#### [Exercice 1]
Relevez et recopiez toutes les lignes où figure le mot « woman ».

#### [Extrait fourni]
%%

Un titre en miroir pour une histoire sombre et lumineuse tout à la fois… Un album étonnant, à la construction narrative originale, au dessin proche d’une certaine forme d’expressionnisme… Un excellent livre à lire et à faire lire !
L’Amour est une Haine comme les autres© Bamboo/Grand Angle
Tout commence dans les années trente, au plus profond de l’Amérique …
Tout commence avec une amitié qui n’aurait jamais dû naître et se développer, une amitié entre deux enfants, Will, le fils pas très malin d’un notable membre du Ku Klux Klan, et Abelard, un petit noir intellectuellement très doué. Et contre toute attente, malgré le milieu social dans lequel chacun de ces enfants vit, cette amitié va se développer, elle va permettre à Will d’évoluer, elle va permettre à Abelard de croire en autre chose qu’en une forme larvée d’esclavage quotidien.
Et cet album nous fait entrer pleinement dans les remous et les méandres de cette amitié interdite, dans le secret qu’elle doit cultiver pour ne pas s’estomper, dans les écueils auxquels elle doit se confronter pour continuer à exister. A exister, et à faire exister les deux protagonistes de ce récit, qu’on voit grandir, vieillir au fil de la narration…
L’Amour est une Haine comme les autres© Bamboo/Grand Angle
Cette narration de Stéphane Louis est très particulière, quelque peu déstabilisante à certains moments, puisqu’elle choisit comme fil conducteur non pas une ligne du temps normale, mais, tout au contraire, une évolution temporelle du récit au travers du souvenir, de la mémoire des deux héros mis en scène. Ce qui fait qu’on peut passer, dans une même page, des années quarante aux années 50, revenir ensuite dans les années trente…
Je disais que cela se révélait quelque peu déstabilisant comme construction, mais très vite, pourtant, on se prend au jeu de vouloir, lecteur actif en quelque sorte, entrer dans l’évolution de la souvenance de Will et Abelard.
Ce livre, ce n’est pas que le portrait d’une époque. C’est celui de plusieurs époques successives qui créent la grande Histoire d’un pays démocratique confronté à ses horreurs, le racisme entre autres, des horreurs qui, de nos jours, survivent toujours.

%%

#### [Exercice 2]
Selon l'extrait, qu'est-ce qui rend la narration de Stéphane Louis quelque peu déstabilisante ? Répondez en une à trois phrases.

#### [Données affichées]
%%

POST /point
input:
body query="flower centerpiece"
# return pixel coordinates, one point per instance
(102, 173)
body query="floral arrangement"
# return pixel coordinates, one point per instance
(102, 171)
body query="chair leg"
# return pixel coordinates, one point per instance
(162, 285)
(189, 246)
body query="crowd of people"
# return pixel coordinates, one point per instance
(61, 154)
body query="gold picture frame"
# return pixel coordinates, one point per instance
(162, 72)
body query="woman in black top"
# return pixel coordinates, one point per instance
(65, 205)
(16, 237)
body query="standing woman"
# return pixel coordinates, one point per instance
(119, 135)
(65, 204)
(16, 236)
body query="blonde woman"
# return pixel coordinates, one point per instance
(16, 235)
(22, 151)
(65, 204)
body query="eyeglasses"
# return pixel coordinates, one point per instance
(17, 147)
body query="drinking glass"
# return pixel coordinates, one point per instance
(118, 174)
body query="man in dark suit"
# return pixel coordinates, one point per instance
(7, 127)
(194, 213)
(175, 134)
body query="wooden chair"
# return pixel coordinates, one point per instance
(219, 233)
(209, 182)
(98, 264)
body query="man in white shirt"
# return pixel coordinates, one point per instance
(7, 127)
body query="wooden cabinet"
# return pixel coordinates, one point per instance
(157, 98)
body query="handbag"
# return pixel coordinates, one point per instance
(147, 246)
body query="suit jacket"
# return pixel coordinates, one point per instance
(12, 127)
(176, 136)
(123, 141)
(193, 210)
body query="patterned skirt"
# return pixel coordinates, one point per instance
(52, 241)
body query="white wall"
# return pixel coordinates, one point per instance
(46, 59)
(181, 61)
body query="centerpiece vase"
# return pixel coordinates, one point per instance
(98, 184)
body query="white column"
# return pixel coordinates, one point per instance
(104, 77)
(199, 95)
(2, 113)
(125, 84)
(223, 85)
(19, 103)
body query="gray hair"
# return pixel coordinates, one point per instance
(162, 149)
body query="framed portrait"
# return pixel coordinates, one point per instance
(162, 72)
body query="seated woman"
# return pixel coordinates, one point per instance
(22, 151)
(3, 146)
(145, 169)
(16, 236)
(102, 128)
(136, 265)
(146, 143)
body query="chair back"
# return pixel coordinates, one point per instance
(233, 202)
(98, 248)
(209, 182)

%%

#### [Réponse rédigée 1]
body query="woman in black top"
body query="standing woman"
body query="blonde woman"
body query="seated woman"

#### [Réponse rédigée 2]
Elle ne suit pas une ligne du temps normale. Le récit avance au travers du souvenir, de la mémoire des deux héros. On peut ainsi passer, dans une même page, des années quarante aux années 50, puis revenir dans les années trente.